REQUISITOS DO EXERCÍCIO
Copie o trecho sobre desigualdade e segurança alimentar a partir das palavras "Presidente do Conselho" até "alimentar e nutricional.", inclusive, trocando "estudo" por "relatório".

TRECHO SELECIONADO
···
O primeiro deles, chamado Desigualdade na América Latina e no Caribe: níveis, dimensões e um caminho a seguir, foi apresentado pela vice-presidente de Setores e Conhecimento do Banco Interamericano de Desenvolvimento (BID), Ana María Ibáñez. Ela explicou que, em nove países pesquisados, entre 44% e 63% da desigualdade é explicada por fatores “herdados” dos pais. Ou seja, o status social e econômico vem da família.
Para reverter esse cenário, ela explicou que são necessários dois tipos de políticas. Primeiro, para o curto prazo, “políticas fiscais para aumentar as receitas e aumentar e melhorar os gastos”. Segundo, para prazos mais longos, educação, saúde e investimento em capital humano. “Se quisermos aumentar de forma sustentável o rendimento da população pobre, aumentar a produtividade e reduzir a desigualdade, temos de investir no capital humano", declarou.
Presidente do Conselho Nacional de Segurança Alimentar e Nutricional do Brasil (Consea) e membro do Painel de Especialistas de Alto Nível em Segurança Alimentar e Nutricional (HLPE-FSN) do Comitê de Segurança Alimentar Mundial (CFS), Elisabetta Recine apresentou o estudo Reduzindo as desigualdades para a segurança alimentar e nutricional.
O relatório traça diversas recomendações relacionadas, por exemplo, à produção alimentar, à cadeia de abastecimento, ao ambiente e ao consumo. Um dos pontos-chave, no entanto, é pensar em como ter uma governança que envolva diferentes partes interessadas para coordenar iniciativas.
“A ideia [do relatório] não é fazer o mesmo que já estamos fazendo. É claro que temos boas políticas, bons programas que dão bons resultados, mas enfrentamos agora uma situação muito complexa. Estamos vendo a combinação de crises e desafios, por isso precisamos também combinar políticas e reformas. Então, precisamos aprender a ter ações mais coordenadas, coordenando setores, coordenando orçamentos para ter resultados mais fortes. E, mais do que resultados fortes, precisamos de resultados sustentáveis”, disse.
Em seguida, também participaram do evento o presidente do Comitê de Segurança Alimentar Mundial e Embaixadora da África do Sul na Agência das Nações Unidas em Roma, Nosipho Nausca-Jean Jezile; o economista-chefe da FAO, Maximo Torero Cullen; e a diretora global de Política Social e Proteção Social do Unicef, Natalia Winder Rossi. “A desigualdade é um fenômeno socialmente construído e isto foi confirmado nas apresentações anteriores”, disse Nosipho, lembrando que o presidente Lula em seu discurso no G20 do ano passado, na Índia, explicou que "o que nos divide tem um nome: desigualdade".
Presidente do Instituto de Pesquisa Econômica Aplicada (Ipea), Luciana Servo afirmou que “a fome e a pobreza no Brasil estão diretamente ligadas às questões de gênero e raça”, por isso disse ser “fundamental que os compromissos internacionais de igualdade racial, igualdade de gênero, igualdade étnica, sejam transformados em compromissos efetivos pelo G20.”
Saneamento
A ministra do Planejamento e Orçamento, Simone Tebet, também participou, na manhã de terça-feira, da sessão de abertura da Reunião Ministerial do Grupo de Desenvolvimento do G20, na cidade do Rio de Janeiro. O painel teve como tema a segurança hídrica. Tebet ressaltou a importância do tema, apontado pelo MPO como uma das prioridades do PPA 2024-2027.
“Pretendemos ampliar o percentual de domicílios urbanos abastecidos por água para 98,3% em 2027, ao passo que os domicílios rurais devem chegar a 78,7% no mesmo ano. Já o acesso de domicílios urbanos a rede de esgoto tem como meta atingir 87,7%, também em 2027”, afirmou a ministra.
Além do PPA, o Novo PAC (Programa de Aceleração do Crescimento) também traz, dentre seus eixos de investimento, o Água para Todos e o Cidades Sustentáveis e Resilientes. Estão previstos investimentos de US$ 5,5 bilhões na área de água, e US$ 4,5 bilhões para ampliação do acesso ao esgotamento sanitário.
···
(Dados de ancoragem de objetos em linguagem natural)
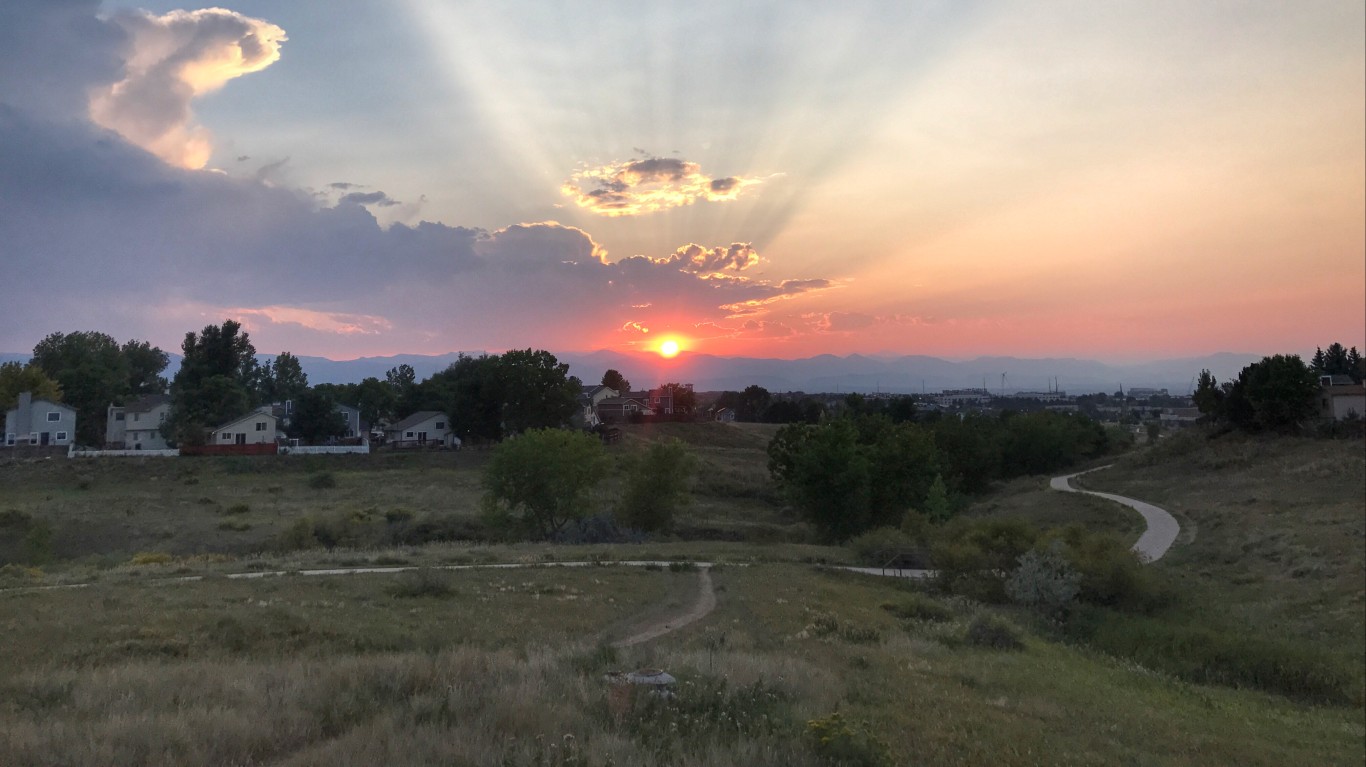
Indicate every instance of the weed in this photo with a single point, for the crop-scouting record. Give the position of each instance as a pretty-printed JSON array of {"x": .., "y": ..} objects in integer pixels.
[
  {"x": 421, "y": 583},
  {"x": 993, "y": 632}
]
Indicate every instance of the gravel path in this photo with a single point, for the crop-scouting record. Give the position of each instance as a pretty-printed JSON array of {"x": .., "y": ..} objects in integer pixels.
[
  {"x": 704, "y": 604},
  {"x": 1161, "y": 527}
]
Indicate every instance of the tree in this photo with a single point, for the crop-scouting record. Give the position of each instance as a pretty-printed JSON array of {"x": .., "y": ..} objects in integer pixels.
[
  {"x": 374, "y": 399},
  {"x": 145, "y": 367},
  {"x": 282, "y": 380},
  {"x": 215, "y": 382},
  {"x": 685, "y": 401},
  {"x": 17, "y": 379},
  {"x": 616, "y": 382},
  {"x": 93, "y": 373},
  {"x": 542, "y": 479},
  {"x": 316, "y": 417},
  {"x": 537, "y": 390},
  {"x": 1275, "y": 394},
  {"x": 754, "y": 401},
  {"x": 656, "y": 486}
]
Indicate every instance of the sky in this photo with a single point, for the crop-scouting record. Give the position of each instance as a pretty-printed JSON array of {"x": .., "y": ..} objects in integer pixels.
[{"x": 1113, "y": 181}]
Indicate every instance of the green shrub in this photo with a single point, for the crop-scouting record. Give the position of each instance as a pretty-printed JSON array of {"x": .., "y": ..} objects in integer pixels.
[
  {"x": 424, "y": 581},
  {"x": 152, "y": 558},
  {"x": 836, "y": 741},
  {"x": 1205, "y": 655},
  {"x": 879, "y": 546},
  {"x": 1044, "y": 580},
  {"x": 918, "y": 607},
  {"x": 993, "y": 632}
]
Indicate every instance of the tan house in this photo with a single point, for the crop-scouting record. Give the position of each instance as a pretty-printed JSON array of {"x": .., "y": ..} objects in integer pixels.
[
  {"x": 256, "y": 427},
  {"x": 422, "y": 428},
  {"x": 38, "y": 421},
  {"x": 1340, "y": 398},
  {"x": 137, "y": 425}
]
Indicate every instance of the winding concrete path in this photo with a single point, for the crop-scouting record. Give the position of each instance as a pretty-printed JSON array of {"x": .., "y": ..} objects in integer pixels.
[{"x": 1161, "y": 527}]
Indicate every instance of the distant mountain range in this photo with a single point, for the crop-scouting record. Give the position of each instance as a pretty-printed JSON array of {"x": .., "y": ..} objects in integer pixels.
[{"x": 825, "y": 372}]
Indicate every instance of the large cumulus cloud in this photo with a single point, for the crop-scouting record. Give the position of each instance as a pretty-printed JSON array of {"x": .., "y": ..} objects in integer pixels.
[{"x": 101, "y": 230}]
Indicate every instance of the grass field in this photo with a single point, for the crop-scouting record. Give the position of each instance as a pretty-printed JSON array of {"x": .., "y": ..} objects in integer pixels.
[{"x": 142, "y": 666}]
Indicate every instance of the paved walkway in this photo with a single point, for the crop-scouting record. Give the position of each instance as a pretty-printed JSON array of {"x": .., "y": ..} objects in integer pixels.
[{"x": 1161, "y": 527}]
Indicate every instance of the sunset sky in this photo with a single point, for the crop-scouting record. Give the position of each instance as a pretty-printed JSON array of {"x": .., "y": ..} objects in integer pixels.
[{"x": 1105, "y": 179}]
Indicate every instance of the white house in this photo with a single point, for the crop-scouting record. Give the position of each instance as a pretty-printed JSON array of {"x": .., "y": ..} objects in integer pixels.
[
  {"x": 421, "y": 428},
  {"x": 38, "y": 421},
  {"x": 1340, "y": 397},
  {"x": 137, "y": 425},
  {"x": 256, "y": 427}
]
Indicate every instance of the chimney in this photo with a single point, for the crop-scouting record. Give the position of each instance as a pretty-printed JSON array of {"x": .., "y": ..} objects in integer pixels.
[{"x": 23, "y": 419}]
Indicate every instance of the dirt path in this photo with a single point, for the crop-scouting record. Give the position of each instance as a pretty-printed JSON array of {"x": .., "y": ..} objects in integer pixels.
[
  {"x": 1161, "y": 527},
  {"x": 704, "y": 604}
]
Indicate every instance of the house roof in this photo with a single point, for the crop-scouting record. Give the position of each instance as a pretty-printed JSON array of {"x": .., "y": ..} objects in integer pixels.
[
  {"x": 238, "y": 420},
  {"x": 146, "y": 404},
  {"x": 415, "y": 419}
]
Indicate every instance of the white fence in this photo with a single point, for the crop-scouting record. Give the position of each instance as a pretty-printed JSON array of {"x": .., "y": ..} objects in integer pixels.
[
  {"x": 325, "y": 450},
  {"x": 75, "y": 453}
]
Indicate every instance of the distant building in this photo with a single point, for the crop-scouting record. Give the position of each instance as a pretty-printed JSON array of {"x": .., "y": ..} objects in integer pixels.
[
  {"x": 257, "y": 427},
  {"x": 421, "y": 429},
  {"x": 38, "y": 421},
  {"x": 137, "y": 425},
  {"x": 1340, "y": 398}
]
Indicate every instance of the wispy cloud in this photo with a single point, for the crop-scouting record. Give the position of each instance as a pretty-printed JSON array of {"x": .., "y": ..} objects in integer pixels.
[{"x": 645, "y": 186}]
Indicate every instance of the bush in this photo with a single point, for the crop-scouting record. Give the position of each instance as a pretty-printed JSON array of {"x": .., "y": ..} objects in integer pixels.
[
  {"x": 879, "y": 546},
  {"x": 839, "y": 743},
  {"x": 993, "y": 632},
  {"x": 421, "y": 583},
  {"x": 600, "y": 528},
  {"x": 918, "y": 607},
  {"x": 152, "y": 558},
  {"x": 1044, "y": 580},
  {"x": 1204, "y": 655}
]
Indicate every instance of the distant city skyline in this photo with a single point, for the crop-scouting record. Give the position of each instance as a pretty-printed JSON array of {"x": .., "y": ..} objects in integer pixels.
[{"x": 1119, "y": 182}]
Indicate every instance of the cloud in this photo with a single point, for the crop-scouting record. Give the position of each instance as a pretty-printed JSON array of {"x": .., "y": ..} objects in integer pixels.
[
  {"x": 645, "y": 186},
  {"x": 172, "y": 59},
  {"x": 107, "y": 235},
  {"x": 369, "y": 198}
]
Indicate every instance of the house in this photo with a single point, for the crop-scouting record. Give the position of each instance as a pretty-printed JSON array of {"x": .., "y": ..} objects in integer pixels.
[
  {"x": 422, "y": 428},
  {"x": 137, "y": 425},
  {"x": 588, "y": 414},
  {"x": 353, "y": 420},
  {"x": 257, "y": 427},
  {"x": 1340, "y": 398},
  {"x": 38, "y": 421},
  {"x": 616, "y": 409}
]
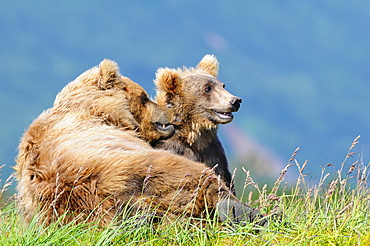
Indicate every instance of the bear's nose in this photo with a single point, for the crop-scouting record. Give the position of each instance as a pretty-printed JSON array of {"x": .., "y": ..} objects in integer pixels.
[{"x": 235, "y": 103}]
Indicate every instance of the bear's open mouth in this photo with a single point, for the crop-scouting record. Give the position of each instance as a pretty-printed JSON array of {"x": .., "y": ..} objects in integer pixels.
[{"x": 224, "y": 115}]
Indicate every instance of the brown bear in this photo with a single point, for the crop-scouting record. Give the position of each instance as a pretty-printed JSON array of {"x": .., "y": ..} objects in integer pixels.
[
  {"x": 83, "y": 159},
  {"x": 199, "y": 103}
]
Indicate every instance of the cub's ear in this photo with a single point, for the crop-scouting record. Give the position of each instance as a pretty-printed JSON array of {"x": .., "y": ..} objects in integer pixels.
[
  {"x": 108, "y": 74},
  {"x": 168, "y": 81},
  {"x": 209, "y": 64}
]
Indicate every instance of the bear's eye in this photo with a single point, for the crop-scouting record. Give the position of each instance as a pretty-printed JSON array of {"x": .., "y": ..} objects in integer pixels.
[{"x": 208, "y": 88}]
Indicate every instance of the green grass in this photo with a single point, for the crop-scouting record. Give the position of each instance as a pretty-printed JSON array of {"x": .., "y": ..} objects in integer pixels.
[{"x": 333, "y": 211}]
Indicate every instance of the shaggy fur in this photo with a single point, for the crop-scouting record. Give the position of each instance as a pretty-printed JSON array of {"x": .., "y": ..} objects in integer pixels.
[
  {"x": 83, "y": 158},
  {"x": 199, "y": 103}
]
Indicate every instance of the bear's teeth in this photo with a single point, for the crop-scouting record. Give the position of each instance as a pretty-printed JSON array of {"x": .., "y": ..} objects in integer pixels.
[{"x": 224, "y": 114}]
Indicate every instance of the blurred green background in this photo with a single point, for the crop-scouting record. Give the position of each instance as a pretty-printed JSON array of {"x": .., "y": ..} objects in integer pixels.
[{"x": 301, "y": 67}]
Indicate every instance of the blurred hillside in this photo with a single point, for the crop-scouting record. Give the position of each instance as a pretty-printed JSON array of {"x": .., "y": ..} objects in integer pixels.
[{"x": 301, "y": 68}]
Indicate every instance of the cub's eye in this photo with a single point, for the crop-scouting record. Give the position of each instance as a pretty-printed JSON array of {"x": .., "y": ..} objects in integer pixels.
[
  {"x": 208, "y": 89},
  {"x": 144, "y": 99}
]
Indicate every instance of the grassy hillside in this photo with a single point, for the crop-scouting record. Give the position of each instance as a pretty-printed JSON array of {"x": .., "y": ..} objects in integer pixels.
[{"x": 335, "y": 212}]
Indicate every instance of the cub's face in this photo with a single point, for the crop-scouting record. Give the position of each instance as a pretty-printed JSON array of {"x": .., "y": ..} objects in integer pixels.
[
  {"x": 210, "y": 98},
  {"x": 153, "y": 119}
]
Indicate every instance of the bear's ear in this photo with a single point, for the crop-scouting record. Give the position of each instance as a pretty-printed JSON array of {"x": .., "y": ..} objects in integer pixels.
[
  {"x": 108, "y": 74},
  {"x": 168, "y": 81},
  {"x": 209, "y": 64}
]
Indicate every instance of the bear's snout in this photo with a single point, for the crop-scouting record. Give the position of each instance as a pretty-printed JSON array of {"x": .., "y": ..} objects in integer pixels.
[{"x": 235, "y": 103}]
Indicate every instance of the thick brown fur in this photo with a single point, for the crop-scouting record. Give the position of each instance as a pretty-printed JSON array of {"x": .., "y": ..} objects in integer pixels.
[
  {"x": 83, "y": 158},
  {"x": 199, "y": 103}
]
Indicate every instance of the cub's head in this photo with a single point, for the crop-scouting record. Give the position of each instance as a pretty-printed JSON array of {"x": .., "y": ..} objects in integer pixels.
[
  {"x": 103, "y": 93},
  {"x": 196, "y": 93}
]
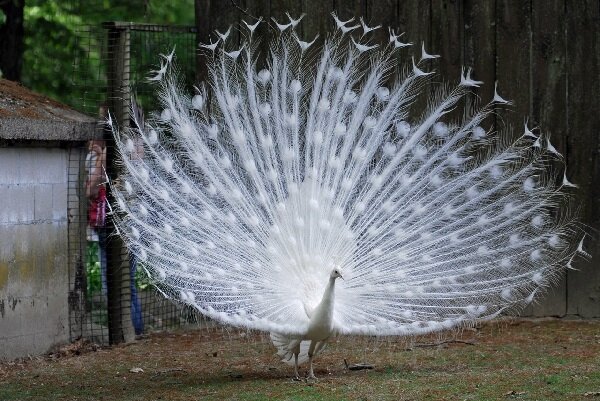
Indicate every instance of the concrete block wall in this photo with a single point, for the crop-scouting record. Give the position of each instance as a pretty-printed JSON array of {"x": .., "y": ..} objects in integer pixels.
[{"x": 34, "y": 282}]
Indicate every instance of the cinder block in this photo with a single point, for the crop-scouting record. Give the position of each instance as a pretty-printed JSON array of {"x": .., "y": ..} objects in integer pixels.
[
  {"x": 16, "y": 203},
  {"x": 59, "y": 201},
  {"x": 44, "y": 209},
  {"x": 33, "y": 165}
]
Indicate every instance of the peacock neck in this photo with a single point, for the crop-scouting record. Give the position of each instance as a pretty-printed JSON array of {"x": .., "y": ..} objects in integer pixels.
[{"x": 328, "y": 295}]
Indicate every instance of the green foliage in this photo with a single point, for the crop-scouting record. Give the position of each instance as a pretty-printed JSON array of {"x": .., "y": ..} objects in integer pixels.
[
  {"x": 62, "y": 35},
  {"x": 94, "y": 280}
]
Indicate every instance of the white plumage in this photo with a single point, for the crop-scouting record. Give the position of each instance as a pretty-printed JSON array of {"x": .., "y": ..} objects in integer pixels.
[{"x": 247, "y": 197}]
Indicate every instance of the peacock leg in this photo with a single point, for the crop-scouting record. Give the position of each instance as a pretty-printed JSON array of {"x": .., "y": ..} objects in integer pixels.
[
  {"x": 297, "y": 376},
  {"x": 311, "y": 353}
]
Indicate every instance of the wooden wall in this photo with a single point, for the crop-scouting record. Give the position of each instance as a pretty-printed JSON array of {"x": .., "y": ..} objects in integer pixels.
[{"x": 545, "y": 54}]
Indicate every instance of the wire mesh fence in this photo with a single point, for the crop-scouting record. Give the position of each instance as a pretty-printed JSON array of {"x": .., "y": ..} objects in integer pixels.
[{"x": 111, "y": 298}]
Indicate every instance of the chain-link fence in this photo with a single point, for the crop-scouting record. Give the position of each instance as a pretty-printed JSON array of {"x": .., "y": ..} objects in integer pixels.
[{"x": 111, "y": 298}]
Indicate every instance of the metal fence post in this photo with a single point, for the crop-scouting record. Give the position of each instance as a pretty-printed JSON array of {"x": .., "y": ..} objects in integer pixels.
[{"x": 120, "y": 325}]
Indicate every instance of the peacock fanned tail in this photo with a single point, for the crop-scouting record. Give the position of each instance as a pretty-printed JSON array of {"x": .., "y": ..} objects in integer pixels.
[{"x": 240, "y": 199}]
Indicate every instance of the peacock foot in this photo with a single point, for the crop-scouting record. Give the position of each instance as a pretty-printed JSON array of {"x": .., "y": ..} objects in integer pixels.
[{"x": 311, "y": 378}]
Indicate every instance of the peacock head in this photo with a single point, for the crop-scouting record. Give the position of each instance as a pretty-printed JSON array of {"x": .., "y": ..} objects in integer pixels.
[{"x": 336, "y": 272}]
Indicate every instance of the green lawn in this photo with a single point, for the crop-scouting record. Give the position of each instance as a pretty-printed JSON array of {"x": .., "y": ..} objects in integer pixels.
···
RESPOSTA ESCRITA
Presidente do Conselho Nacional de Segurança Alimentar e Nutricional do Brasil (Consea) e membro do Painel de Especialistas de Alto Nível em Segurança Alimentar e Nutricional (HLPE-FSN) do Comitê de Segurança Alimentar Mundial (CFS), Elisabetta Recine apresentou o relatório Reduzindo as desigualdades para a segurança alimentar e nutricional.